BEGIN Provided text

Stacked Diffs (and why you should know about them)
Meta and Google have been using stacking for closer to a decade: a coding workflow that is very efficient for small PRs. So what is stacking, and how come it’s not more widespread in the industry?
👋 Hi, this is Gergely with a 🔒 subscriber-only issue 🔒 of the Pragmatic Engineer Newsletter. In every issue, I cover challenges at Big Tech and startups through the lens of engineering managers and senior engineers.
One of my biggest personal “wow” moments during my time at Uber as a developer, was when I began using stacked diffs. Stacking refers to breaking down a pull request (PR) for a feature into several, smaller PRs which all depend on each other – hence the term “stacked”. It might sound counterintuitive, but this workflow is incredibly efficient by making it easier to review and modify PRs – or “diffs” as we called them at Uber.
The concept of stacking has existed for ages at Google, but Meta was the first company to really popularize this workflow outside the company, by open sourcing its internal developer tool called Phabricator, which supports stacked diffs. To this day, Meta engineers live and breathe stacked diffs.
For today’s issue, I reached out to five former Meta software engineers for their insights on stacking. All are now cofounders, or early employees at the developer tooling startup Graphite, which builds this stacking workflow for any company using GitHub. I am a small investor in Graphite – after experiencing the major impact which stacking had on productivity at Uber, and being curious about why this tooling is not more widely available.

END Provided text

*What this task involves*.
Answer these questions from the stacked diffs text:
(a) At Uber, what were pull requests called?
(b) Which internal developer tool did Meta open source?
(c) How many former Meta software engineers did the writer contact?
The rows after this point are separate material and have no connection to the stacked diffs text.

BEGIN Listing

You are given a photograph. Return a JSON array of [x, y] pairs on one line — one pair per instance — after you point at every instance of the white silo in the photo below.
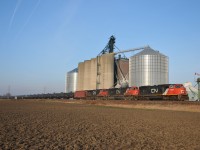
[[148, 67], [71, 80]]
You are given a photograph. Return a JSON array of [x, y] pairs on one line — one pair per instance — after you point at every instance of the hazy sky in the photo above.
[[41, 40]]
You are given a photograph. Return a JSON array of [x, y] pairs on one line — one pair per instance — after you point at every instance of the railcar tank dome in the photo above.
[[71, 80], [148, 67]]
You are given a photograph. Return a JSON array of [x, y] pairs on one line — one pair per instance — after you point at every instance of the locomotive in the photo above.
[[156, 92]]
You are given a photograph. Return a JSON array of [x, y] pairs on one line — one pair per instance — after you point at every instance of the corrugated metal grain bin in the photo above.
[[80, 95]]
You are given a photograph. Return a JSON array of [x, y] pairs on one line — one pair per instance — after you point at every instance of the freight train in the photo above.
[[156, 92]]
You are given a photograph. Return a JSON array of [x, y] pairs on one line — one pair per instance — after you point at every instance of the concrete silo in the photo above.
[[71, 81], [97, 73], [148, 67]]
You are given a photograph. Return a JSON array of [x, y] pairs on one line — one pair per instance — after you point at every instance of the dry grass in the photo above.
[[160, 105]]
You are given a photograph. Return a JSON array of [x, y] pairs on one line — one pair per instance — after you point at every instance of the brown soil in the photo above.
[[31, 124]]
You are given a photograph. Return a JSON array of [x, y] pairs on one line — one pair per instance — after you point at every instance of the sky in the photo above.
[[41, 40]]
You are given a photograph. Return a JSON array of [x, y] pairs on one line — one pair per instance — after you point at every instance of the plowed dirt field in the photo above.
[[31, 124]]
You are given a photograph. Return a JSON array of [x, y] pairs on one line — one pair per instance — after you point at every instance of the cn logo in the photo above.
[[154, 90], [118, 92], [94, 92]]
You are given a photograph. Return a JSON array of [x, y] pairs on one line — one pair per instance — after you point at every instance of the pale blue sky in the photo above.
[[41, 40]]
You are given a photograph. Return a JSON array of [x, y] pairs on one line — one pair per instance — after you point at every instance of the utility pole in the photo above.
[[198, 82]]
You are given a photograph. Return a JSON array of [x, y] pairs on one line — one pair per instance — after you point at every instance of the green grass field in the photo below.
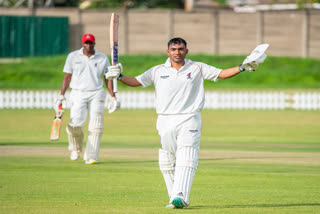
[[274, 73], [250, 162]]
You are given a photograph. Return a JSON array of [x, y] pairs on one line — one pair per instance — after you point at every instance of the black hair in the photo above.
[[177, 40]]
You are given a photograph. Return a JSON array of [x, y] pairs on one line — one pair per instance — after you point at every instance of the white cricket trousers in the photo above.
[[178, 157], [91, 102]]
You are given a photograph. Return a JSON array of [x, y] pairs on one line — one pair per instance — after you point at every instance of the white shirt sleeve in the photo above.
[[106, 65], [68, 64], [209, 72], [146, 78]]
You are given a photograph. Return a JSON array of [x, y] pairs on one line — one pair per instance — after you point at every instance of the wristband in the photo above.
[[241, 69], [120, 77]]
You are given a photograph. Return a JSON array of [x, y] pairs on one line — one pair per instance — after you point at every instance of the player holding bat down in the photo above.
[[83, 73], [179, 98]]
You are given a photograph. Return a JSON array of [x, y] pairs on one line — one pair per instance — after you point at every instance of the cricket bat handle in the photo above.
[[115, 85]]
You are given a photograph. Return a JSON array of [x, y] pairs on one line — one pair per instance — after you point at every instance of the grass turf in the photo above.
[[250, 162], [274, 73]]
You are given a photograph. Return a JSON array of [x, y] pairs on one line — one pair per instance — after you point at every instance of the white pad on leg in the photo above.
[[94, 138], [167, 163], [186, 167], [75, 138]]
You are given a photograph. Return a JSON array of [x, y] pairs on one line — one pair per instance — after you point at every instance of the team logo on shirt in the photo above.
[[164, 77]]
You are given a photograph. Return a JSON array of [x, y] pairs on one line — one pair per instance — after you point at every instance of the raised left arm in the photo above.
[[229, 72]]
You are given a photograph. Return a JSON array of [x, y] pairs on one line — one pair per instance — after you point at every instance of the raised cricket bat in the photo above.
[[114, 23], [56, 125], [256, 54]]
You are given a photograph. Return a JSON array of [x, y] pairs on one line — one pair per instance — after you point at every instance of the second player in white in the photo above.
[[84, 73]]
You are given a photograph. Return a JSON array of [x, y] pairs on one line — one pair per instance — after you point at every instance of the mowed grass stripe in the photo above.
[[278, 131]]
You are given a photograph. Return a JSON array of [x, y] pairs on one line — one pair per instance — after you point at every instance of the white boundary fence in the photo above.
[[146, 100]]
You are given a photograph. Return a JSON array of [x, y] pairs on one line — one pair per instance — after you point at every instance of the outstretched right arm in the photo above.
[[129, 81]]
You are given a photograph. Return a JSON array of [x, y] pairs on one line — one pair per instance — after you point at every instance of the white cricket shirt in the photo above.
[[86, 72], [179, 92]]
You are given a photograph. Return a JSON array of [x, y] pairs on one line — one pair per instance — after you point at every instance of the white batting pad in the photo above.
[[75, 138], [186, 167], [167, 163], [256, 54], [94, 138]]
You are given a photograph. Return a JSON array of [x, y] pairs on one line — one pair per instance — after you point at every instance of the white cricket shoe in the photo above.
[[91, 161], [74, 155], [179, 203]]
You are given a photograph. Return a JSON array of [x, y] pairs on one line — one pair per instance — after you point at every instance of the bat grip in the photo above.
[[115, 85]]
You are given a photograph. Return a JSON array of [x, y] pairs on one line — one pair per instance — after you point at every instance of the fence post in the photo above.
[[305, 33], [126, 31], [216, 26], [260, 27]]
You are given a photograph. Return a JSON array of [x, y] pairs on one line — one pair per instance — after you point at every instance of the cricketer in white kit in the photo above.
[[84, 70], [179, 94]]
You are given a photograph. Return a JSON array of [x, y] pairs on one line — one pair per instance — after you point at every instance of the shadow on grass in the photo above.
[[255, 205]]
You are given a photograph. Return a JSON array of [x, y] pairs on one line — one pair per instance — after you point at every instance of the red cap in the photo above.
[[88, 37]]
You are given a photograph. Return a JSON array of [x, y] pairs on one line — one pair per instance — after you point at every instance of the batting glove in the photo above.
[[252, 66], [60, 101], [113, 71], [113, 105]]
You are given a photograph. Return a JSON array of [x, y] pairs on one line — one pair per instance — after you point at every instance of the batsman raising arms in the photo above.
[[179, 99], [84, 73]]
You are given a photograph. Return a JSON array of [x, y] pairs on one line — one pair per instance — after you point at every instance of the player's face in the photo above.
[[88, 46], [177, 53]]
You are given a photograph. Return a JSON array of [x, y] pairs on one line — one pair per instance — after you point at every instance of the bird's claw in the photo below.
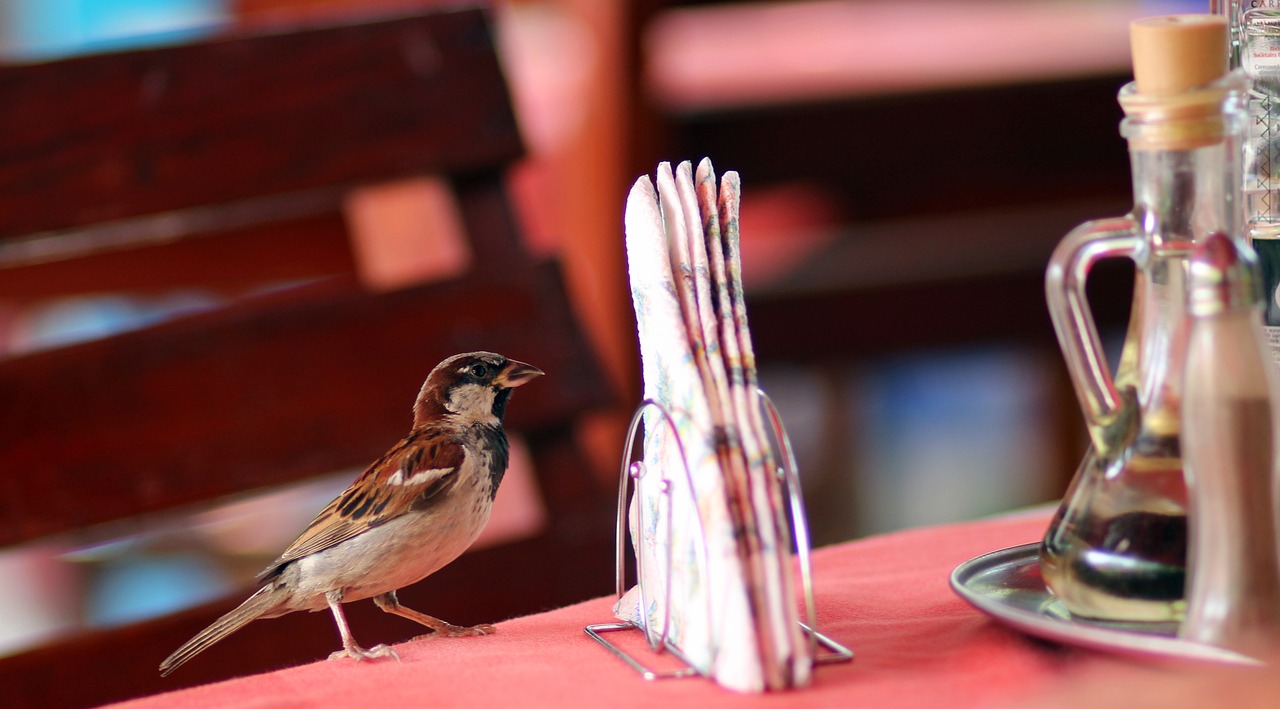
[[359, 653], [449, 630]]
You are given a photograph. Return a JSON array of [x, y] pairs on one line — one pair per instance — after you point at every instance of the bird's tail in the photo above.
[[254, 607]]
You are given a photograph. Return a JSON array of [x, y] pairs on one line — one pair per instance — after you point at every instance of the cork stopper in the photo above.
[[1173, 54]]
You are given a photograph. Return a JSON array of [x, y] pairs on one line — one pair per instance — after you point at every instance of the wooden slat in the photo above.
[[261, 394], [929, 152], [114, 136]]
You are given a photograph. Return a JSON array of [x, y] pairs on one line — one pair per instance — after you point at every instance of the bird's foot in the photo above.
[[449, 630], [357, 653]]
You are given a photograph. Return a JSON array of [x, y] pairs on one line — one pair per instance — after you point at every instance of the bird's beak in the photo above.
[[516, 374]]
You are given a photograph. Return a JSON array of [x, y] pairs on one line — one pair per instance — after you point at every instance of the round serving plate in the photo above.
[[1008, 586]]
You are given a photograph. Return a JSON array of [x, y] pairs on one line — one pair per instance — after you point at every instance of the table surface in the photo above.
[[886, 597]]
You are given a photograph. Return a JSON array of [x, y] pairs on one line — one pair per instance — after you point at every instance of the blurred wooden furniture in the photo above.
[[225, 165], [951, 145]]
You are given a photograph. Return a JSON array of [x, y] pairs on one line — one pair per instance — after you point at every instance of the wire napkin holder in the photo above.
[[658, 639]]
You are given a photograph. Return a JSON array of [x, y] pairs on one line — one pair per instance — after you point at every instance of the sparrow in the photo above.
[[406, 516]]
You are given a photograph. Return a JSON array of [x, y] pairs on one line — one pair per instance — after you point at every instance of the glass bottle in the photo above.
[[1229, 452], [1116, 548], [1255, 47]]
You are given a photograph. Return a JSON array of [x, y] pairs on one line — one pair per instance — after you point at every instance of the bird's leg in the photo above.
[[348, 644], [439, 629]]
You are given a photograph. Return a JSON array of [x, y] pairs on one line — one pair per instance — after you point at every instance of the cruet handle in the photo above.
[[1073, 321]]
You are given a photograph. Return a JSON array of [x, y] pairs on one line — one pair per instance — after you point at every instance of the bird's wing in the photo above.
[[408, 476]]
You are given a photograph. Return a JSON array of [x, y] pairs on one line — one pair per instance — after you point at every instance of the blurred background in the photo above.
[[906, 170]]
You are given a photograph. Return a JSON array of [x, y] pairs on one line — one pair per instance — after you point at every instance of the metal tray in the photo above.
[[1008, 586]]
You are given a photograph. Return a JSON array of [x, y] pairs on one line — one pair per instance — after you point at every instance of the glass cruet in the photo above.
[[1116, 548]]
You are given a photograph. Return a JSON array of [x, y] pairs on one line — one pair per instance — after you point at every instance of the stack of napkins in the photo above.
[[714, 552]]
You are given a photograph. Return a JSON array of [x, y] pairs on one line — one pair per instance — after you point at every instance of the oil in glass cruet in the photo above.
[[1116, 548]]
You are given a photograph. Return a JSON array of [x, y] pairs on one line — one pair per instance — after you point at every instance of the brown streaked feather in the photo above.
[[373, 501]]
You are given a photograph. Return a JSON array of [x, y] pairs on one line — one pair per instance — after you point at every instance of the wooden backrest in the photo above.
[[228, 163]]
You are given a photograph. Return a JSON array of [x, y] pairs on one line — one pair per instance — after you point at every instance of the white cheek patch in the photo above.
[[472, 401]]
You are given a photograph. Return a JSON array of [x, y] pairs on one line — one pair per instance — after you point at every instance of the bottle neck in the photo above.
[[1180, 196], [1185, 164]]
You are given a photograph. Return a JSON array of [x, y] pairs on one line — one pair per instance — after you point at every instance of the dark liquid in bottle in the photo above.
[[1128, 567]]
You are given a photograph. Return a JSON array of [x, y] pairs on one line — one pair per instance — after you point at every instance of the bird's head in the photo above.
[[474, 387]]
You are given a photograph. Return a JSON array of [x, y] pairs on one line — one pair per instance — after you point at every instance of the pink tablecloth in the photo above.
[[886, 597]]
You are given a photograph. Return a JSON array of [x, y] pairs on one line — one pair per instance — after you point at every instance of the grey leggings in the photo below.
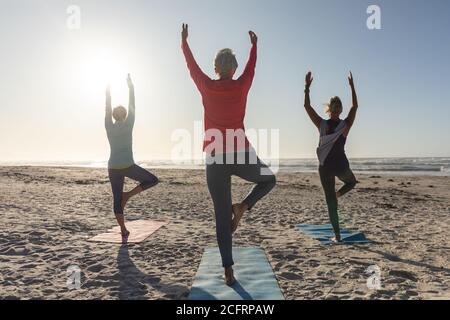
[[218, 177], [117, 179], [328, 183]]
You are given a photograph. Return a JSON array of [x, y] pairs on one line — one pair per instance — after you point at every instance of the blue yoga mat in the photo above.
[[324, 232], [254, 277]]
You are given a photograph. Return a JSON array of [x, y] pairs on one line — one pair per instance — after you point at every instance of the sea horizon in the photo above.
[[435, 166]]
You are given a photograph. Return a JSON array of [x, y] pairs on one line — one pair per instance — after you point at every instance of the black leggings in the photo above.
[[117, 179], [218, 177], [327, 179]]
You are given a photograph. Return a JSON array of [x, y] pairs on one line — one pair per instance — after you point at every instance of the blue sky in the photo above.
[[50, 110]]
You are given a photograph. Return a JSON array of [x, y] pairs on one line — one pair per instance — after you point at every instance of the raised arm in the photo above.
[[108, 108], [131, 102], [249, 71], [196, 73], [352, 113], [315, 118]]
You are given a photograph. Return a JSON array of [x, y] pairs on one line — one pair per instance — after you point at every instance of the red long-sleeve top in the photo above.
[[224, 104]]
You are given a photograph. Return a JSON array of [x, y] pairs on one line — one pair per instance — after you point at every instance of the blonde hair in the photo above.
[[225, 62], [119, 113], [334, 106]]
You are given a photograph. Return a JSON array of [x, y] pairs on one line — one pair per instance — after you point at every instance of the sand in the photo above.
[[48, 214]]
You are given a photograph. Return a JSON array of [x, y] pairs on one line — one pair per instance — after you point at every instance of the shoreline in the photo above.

END Listing

*Answer to this exercise*.
(a) Diffs
(b) Phabricator
(c) Five